Chicago, Illinois – Chicago Public School teachers and students will return to school on Friday after educators reached a contract deal with the United States‘s third-largest school district, ending a strike that began on October 17 and cancelled 11 days of school, Chicago Mayor Lori Lightfoot announced Thursday.
The deal brings an end to the longest strike since 1987, when teachers refused to work for 19 days.
“The teachers will be back in class; the students will be back in class tomorrow,” Lightfoot said at City Hall Thursday after a two-hour meeting with Chicago Teachers Union (CTU) President Jesse Sharkey.
The CTU reached a tentative agreement on Wednesday, but refused to end the strike until Chicago Public Schools (CPS) agreed to make up for the 11 school days lost to the strike. Lightfoot compromised on Thursday, agreeing to give five makeup days at the end of the 2019-2020 school year. The CTU must still hold a vote with rank-and-file members to fully approve of the deal, which is expected to pass.

**Dataset:**
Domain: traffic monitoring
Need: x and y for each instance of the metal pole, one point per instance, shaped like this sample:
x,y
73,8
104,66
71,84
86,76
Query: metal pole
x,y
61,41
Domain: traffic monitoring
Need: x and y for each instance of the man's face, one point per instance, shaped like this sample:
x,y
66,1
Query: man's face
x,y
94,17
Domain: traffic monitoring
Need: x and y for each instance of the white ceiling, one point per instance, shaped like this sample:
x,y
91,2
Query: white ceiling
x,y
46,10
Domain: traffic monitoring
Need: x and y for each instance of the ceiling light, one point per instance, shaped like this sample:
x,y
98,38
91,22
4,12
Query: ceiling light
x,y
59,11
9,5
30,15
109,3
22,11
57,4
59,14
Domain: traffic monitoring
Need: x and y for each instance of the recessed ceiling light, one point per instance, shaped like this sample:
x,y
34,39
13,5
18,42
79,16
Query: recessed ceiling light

---

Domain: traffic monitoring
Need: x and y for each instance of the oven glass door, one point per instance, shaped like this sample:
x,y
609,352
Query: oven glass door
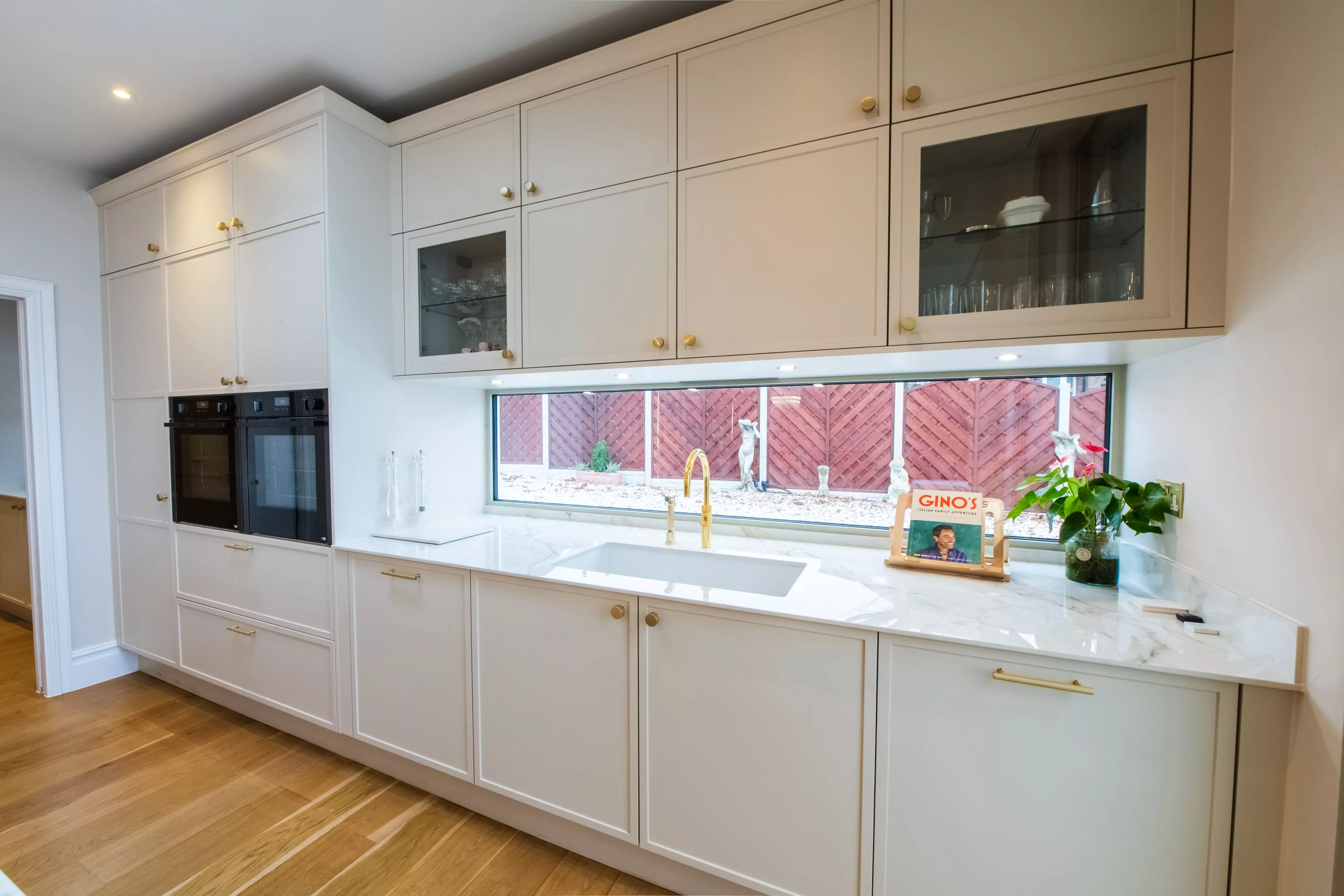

**Set of tasks:**
• A. According to the Chicago teachers' strike article, how many makeup days did Lightfoot agree to give?
• B. Repeat everything in the Chicago teachers' strike article from "The deal brings" down to "expected to pass.".
• C. Go on with the Chicago teachers' strike article, starting after its final sentence.
The entries have nothing to do with the Chicago teachers' strike article.

**Per-task answers:**
• A. Five makeup days, at the end of the 2019-2020 school year.

• B.
The deal brings an end to the longest strike since 1987, when teachers refused to work for 19 days.
“The teachers will be back in class; the students will be back in class tomorrow,” Lightfoot said at City Hall Thursday after a two-hour meeting with Chicago Teachers Union (CTU) President Jesse Sharkey.
The CTU reached a tentative agreement on Wednesday, but refused to end the strike until Chicago Public Schools (CPS) agreed to make up for the 11 school days lost to the strike. Lightfoot compromised on Thursday, agreeing to give five makeup days at the end of the 2019-2020 school year. The CTU must still hold a vote with rank-and-file members to fully approve of the deal, which is expected to pass.

• C.
“In the interests of our students and our parents who have been suffering, it was important to me to make sure that we got our kids back in class,” Lightfoot said. “Enough is enough. And so in the spirit of compromise, we agreed. It was a hard-fought discussion. It took us a long time to get there, but I think this is the right thing.”
After months of negotiations, CPS agreed to many of CTU’s demands. The two sides agreed on a five-year contract in which teachers be given a 16-percent pay rise over the life of the agreement. Teachers will receive a three-percent rise over the first three years of the contract and a 3.5-percent rise for the following two years.
The contract also includes concessions over one of CTU’s greatest sticking points – trauma care and more social workers for students. The city’s final deal before the strike offered two million dollars to hire more social workers and nurses. The CTU rejected this offer, calling it “insulting” and saying that figure would only be enough to hire two teachers and four social workers, nurses and case managers over four years.
This week’s deal includes funding for a social worker and nurse on site in every school each day, a significant victory for the CTU. Many schools currently do not have any permanent social workers or nurses on staff, with health workers travelling to schools one day a week to address student health issues. Under the agreement, the city will hire hundreds of additional social workers and nurses, and will be given resources to assign a social worker and case manager to every school.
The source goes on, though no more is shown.